Passage shown:
——————
# Tract (please critique!)



## turmeric (Jan 18, 2007)

I did this one Forbidden Winter Holiday season because I was tired of all the emphasis on Santa and how you have to be good to get gifts. I was still emerging from the Evanjellyfish stage.

It's the size of a 5x7, it's on heavy card-stock, because it rains here a lot. One side has red landscape, very simple, on green, with faux snowflakes, with a white cross in the middle. Text in white, on the red; Because we were so bad...God gave us the first Christmas gift.

The other side says;

You don't have to be good to get this gift! in fact, God sent Jesus to earth because we are bad. The Scripture says that;"All we like sheep have gone astray, we have turned every one to his own way; and the LORD hath laid on him the iniquity of us all." (Isa. 53:6) Jesus did not come here to be a cute baby in a manger. He came to be a Savior. "She shall bring forth a son, and thou shalt call his name Jesus, for he shall save his people from their sins."(Matt 1:21)

How would he do this? "For even the Son of Man came not to be ministered unto but to minister: and to give his life a ransom for many." (Mark 10:45). When Jesus died he took on himself our guilt and eternal penalty, so that we don't have to bear it.

To accept God's solution for our problem, we must acknowledge our sinfulness to him, accept by faith the atonement provided by the death of Jesus Christ, and ask his forgiveness and help to live righteously. If you have done this, find other Christians that you can talk with, and get a copy of the Bible to read regularly in order to grow in faith.


----------



## Robin (Jan 18, 2007)

Hey Meg, here's an excerpt from Dr. Clark's latest post wondering about "believe" being an imperataive:

"... We never repent sufficiently, however, do we? In case you're not sure, the answer is "No!" Do you hate sin enough? No. Do you turn from it enough? No. This is why it's unsatisfactory to to say that repentance and faith are two sides of the same coin. They are not. Faith, in the act of justification, is definitive. Repentance, is continual. It's true that believers must continually believe, but they do so as justified persons. Repentance and faith are closely related but they are not two aspects of the same thing. Unbelievers don't repent. To say they are two sides of the same coin is to confuse the pedagogical order with the logical order, but I digress.

We are not justified because we believe nor are we justified in any way on the basis of the quality of our faith. In the nature of the case, faith is either true or false (and of this class there are sub-categories). Relative to justification faith either exists or it doesn't."

Take a look at Clark's essay and see if it impacts your tract? I think you'll notice some important things.
——————
Instructions:
[1] Answer these from the forum thread:
(a) Why is the tract printed on heavy card-stock?
(b) What color is the text on the red side of the tract?
(c) In the excerpt from Dr. Clark, which one is called continual, faith or repentance?
[2] Return everything in the forum thread from "How would he" down to "to bear it.", copied word for word.
None of the records are needed for work on the forum thread.
——————
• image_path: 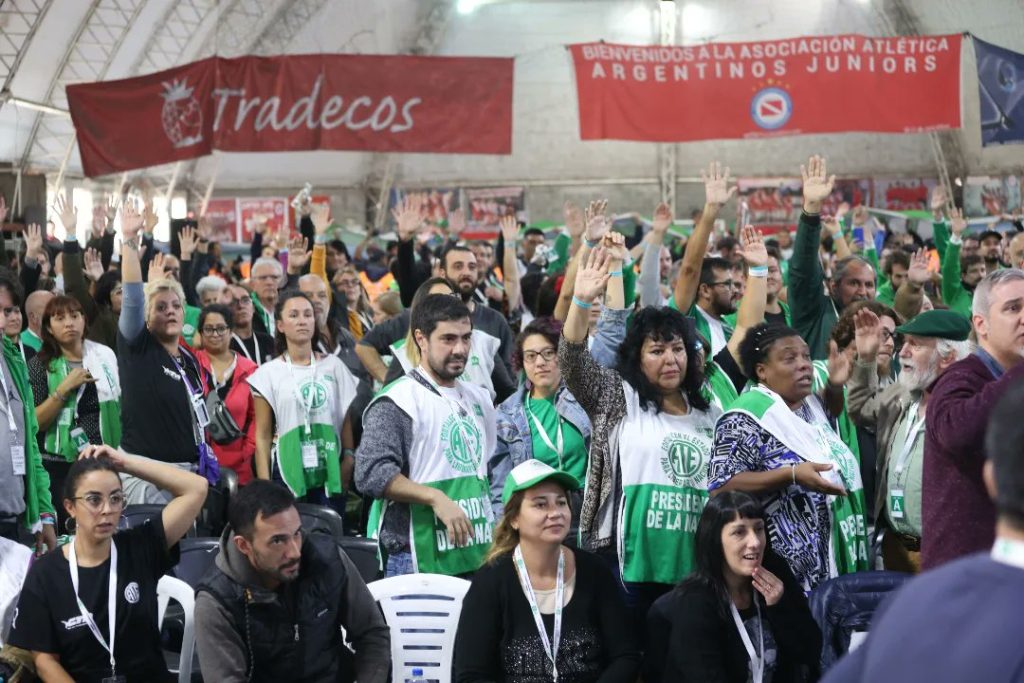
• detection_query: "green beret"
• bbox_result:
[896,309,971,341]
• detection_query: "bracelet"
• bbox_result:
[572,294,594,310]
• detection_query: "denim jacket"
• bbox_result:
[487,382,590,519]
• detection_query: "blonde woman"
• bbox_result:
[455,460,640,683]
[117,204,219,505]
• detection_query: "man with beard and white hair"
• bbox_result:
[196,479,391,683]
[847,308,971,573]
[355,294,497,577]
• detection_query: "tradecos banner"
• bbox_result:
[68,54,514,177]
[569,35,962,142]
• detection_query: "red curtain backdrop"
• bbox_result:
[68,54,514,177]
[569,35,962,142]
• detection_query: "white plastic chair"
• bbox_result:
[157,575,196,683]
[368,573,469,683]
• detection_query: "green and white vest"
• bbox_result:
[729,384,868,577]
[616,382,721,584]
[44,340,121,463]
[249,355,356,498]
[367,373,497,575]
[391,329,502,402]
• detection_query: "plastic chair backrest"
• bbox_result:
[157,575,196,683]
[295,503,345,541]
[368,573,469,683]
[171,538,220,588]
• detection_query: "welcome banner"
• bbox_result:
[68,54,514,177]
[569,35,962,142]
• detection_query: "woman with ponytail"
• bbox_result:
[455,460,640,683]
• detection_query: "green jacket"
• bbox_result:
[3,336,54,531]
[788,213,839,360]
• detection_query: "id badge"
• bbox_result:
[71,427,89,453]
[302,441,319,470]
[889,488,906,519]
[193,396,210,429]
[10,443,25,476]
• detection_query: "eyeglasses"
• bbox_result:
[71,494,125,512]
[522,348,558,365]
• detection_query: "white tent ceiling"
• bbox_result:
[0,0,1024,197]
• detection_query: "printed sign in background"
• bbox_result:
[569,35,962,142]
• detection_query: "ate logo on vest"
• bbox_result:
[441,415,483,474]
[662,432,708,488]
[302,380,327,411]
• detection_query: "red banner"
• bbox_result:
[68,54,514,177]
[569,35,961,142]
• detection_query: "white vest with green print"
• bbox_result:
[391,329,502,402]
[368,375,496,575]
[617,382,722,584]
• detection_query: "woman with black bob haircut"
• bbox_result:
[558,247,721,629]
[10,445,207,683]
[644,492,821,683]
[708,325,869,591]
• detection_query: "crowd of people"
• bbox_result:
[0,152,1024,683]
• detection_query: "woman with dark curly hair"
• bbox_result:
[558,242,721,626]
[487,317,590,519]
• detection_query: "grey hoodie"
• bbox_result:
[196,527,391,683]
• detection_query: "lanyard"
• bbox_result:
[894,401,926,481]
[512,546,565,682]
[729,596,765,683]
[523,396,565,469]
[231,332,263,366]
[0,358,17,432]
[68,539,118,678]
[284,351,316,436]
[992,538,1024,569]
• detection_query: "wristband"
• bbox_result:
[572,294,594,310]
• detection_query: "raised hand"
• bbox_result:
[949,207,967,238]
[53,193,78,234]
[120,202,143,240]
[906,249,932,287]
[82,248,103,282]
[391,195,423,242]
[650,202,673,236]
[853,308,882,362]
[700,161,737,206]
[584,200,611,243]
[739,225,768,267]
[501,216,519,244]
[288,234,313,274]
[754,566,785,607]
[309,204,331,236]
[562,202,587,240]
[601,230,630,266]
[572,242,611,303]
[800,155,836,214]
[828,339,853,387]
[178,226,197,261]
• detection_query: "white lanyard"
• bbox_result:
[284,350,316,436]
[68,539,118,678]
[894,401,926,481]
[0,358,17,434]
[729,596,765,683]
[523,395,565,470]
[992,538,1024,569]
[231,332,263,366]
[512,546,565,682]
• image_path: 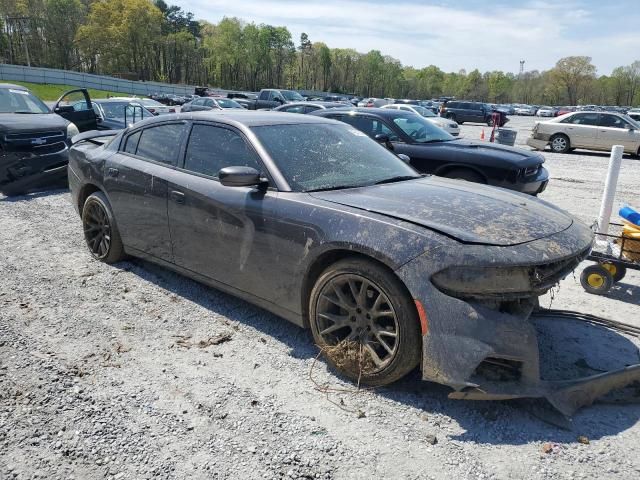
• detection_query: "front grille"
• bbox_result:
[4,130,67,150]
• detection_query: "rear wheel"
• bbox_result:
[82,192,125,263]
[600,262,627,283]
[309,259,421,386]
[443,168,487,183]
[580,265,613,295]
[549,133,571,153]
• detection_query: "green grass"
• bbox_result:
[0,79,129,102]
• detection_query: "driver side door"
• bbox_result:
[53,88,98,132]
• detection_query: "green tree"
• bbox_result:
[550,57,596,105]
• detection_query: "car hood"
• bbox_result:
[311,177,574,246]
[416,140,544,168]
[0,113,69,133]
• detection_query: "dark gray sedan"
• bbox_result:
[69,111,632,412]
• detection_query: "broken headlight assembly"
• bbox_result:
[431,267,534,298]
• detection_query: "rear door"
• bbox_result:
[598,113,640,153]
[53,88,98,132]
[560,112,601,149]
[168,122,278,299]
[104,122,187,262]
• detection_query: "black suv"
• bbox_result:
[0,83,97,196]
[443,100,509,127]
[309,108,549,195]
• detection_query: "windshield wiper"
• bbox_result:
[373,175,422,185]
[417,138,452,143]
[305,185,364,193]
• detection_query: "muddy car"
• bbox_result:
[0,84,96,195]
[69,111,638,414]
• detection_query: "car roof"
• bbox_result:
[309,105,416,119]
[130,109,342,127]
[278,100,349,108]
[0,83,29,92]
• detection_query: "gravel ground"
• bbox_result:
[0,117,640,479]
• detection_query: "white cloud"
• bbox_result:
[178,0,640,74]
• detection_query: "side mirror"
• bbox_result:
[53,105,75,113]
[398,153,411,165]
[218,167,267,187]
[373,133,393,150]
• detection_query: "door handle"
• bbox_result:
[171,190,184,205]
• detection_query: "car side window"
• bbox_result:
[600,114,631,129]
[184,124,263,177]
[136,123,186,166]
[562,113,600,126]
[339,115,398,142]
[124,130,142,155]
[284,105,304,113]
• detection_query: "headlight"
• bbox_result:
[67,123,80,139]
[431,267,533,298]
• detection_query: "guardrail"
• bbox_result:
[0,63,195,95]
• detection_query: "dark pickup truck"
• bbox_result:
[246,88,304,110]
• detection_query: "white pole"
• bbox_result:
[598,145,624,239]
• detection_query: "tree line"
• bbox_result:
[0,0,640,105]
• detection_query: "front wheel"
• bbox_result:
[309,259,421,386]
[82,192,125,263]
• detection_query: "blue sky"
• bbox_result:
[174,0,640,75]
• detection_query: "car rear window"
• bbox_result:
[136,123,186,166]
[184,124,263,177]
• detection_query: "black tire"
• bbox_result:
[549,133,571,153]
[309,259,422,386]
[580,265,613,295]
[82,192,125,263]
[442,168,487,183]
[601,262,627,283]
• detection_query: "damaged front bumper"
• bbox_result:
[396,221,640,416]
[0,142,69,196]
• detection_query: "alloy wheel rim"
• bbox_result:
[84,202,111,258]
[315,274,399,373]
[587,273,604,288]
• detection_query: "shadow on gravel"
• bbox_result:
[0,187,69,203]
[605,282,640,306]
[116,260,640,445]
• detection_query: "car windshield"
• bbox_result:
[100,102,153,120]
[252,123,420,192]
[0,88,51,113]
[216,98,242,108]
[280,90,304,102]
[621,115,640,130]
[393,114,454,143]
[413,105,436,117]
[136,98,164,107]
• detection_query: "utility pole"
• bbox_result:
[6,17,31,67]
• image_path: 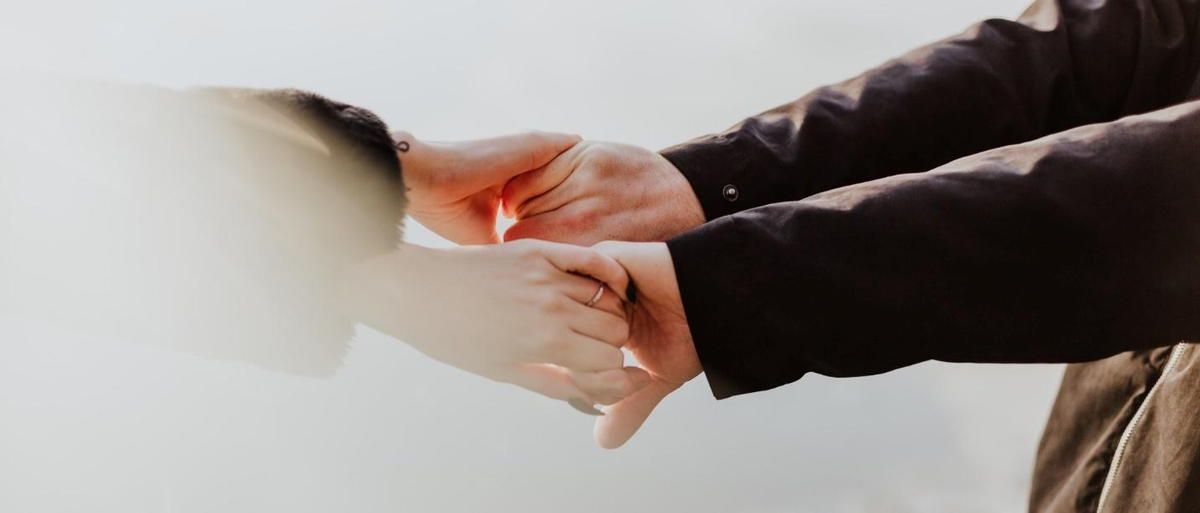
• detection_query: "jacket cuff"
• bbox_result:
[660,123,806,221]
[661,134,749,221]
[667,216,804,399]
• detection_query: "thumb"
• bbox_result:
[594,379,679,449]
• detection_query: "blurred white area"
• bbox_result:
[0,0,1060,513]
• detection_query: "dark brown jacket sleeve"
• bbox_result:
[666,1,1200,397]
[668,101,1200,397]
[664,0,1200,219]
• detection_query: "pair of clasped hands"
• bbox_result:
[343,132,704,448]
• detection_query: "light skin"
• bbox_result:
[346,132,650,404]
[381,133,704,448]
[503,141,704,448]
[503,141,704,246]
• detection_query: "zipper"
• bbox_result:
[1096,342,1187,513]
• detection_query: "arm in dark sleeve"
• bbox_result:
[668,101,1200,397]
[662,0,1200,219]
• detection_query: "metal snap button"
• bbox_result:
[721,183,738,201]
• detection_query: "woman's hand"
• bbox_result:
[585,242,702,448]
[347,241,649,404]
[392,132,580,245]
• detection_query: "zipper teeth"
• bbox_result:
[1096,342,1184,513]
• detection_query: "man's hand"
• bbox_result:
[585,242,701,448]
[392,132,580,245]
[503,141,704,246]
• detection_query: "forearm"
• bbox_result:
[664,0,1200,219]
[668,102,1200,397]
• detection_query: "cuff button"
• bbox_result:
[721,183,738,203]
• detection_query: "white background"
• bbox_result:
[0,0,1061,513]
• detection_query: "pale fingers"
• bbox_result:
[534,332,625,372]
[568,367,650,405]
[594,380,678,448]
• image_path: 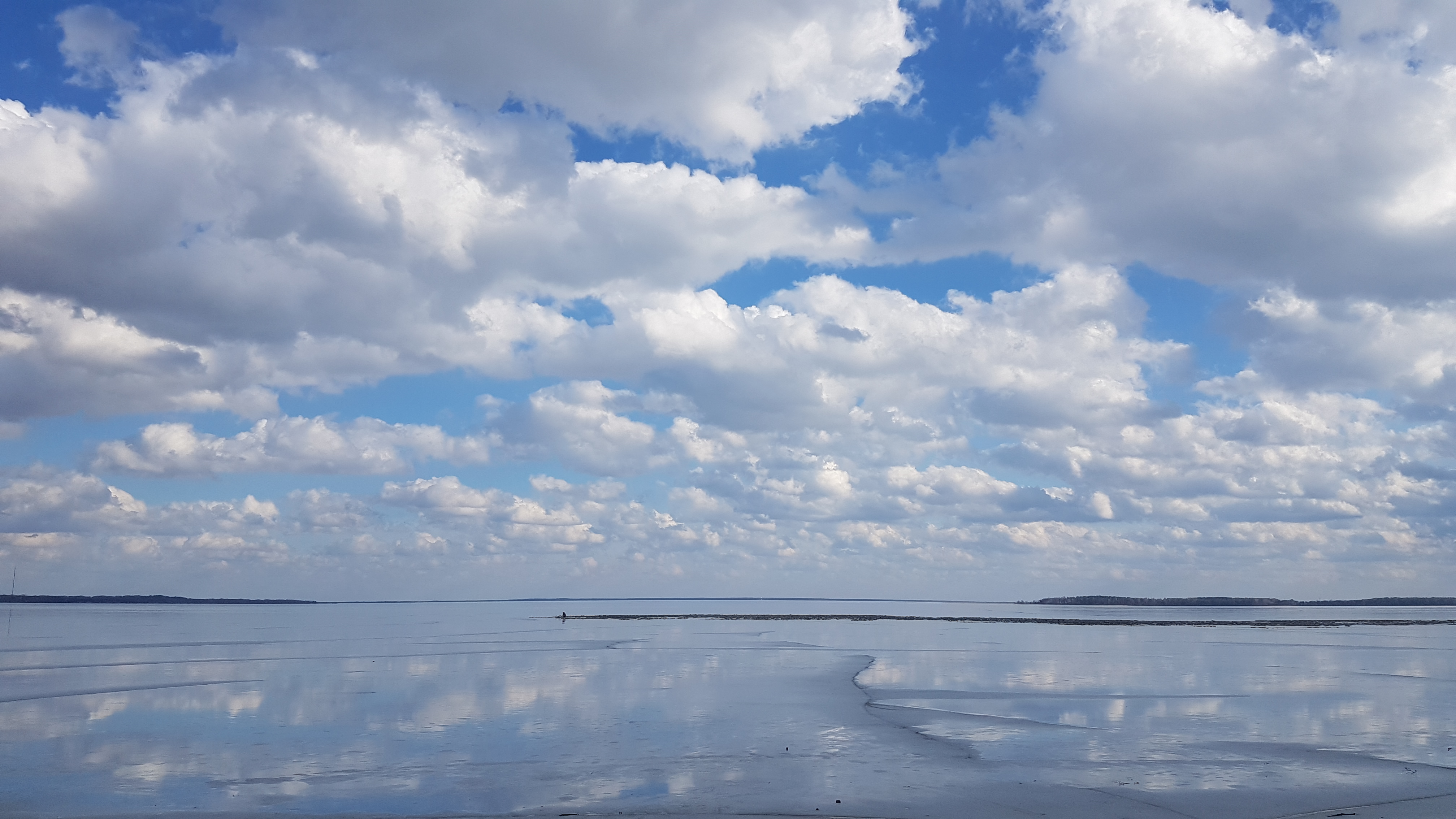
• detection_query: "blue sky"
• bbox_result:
——————
Answers to the tasks:
[1]
(a) Because it rains there a lot.
(b) White.
(c) Repentance.

[2]
How would he do this? "For even the Son of Man came not to be ministered unto but to minister: and to give his life a ransom for many." (Mark 10:45). When Jesus died he took on himself our guilt and eternal penalty, so that we don't have to bear it.